*** Opening of Data to examine ***

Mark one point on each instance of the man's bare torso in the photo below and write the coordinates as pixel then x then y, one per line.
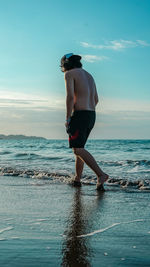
pixel 85 93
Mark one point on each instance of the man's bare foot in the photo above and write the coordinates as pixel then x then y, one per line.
pixel 76 183
pixel 100 187
pixel 102 179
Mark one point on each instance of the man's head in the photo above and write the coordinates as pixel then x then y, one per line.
pixel 70 61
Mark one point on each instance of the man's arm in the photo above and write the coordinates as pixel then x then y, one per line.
pixel 96 96
pixel 69 82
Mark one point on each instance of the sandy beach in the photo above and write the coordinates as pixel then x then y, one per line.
pixel 55 224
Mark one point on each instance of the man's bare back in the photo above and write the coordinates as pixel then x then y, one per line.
pixel 85 93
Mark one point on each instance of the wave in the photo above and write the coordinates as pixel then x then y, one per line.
pixel 67 178
pixel 126 162
pixel 35 156
pixel 5 152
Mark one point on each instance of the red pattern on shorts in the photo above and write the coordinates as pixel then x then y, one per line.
pixel 73 137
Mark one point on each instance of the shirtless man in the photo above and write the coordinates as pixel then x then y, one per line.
pixel 81 100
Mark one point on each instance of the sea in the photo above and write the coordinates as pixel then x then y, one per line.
pixel 45 221
pixel 123 160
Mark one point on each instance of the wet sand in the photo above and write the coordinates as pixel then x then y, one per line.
pixel 54 224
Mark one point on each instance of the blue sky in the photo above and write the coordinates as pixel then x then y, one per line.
pixel 113 38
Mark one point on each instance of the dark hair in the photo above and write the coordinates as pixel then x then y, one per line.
pixel 71 62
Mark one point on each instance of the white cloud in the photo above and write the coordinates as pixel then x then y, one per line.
pixel 9 99
pixel 116 44
pixel 93 58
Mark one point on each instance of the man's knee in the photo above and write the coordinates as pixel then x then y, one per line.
pixel 77 151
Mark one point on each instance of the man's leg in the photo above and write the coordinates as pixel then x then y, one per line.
pixel 79 164
pixel 91 162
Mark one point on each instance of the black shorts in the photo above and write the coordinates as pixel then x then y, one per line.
pixel 80 126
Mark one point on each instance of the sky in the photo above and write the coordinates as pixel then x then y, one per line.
pixel 113 38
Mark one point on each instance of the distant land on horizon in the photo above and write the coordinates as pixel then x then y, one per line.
pixel 19 136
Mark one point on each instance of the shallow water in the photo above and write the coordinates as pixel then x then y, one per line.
pixel 121 159
pixel 55 224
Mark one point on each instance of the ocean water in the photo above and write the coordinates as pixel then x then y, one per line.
pixel 123 160
pixel 46 222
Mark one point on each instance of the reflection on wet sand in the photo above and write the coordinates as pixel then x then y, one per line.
pixel 76 251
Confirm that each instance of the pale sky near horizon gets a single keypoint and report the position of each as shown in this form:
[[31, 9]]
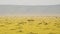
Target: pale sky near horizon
[[29, 2]]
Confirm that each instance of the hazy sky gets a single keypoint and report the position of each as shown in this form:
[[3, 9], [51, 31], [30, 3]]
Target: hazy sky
[[29, 2]]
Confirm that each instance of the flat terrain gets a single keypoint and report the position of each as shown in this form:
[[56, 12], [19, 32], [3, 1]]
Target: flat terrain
[[30, 25]]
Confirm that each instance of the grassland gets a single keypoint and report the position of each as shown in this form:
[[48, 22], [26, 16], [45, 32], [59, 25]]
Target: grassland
[[30, 25]]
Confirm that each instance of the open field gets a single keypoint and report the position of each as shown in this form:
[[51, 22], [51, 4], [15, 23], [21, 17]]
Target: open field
[[30, 25]]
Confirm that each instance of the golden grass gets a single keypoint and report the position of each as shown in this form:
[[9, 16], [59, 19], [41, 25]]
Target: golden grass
[[30, 25]]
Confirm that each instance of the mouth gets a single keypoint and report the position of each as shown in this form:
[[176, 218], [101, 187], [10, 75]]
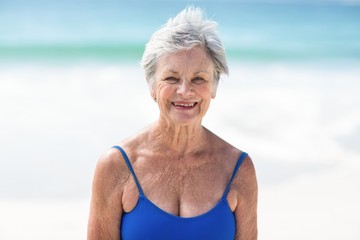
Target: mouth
[[184, 105]]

*** Close of Data to examine ***

> [What you should do]
Find every line in the records above that holds the word "gets", and copy each one.

> [Your solution]
Confirm that each instance of the pale sky near horizon gets a single keypoint and report the position of each as shown in this form:
Confirm that each instance of the hazy sky gets a single keypoint and report the position of each as shown in this form:
Confirm that each instance of the flat terrain gets a single keypoint and report the position of each as shown in this form:
Confirm that each instance of the grassland gets a single keypoint and report the position of each as shown in this form:
Confirm that each instance of the open field gets a single keypoint and report the position of each as shown in this form:
Confirm that each instance of the golden grass gets a single keypoint and report the position of each as shown in this form:
Confirm that each instance of the mouth gets a single keypoint and report the position of each as shown in this form:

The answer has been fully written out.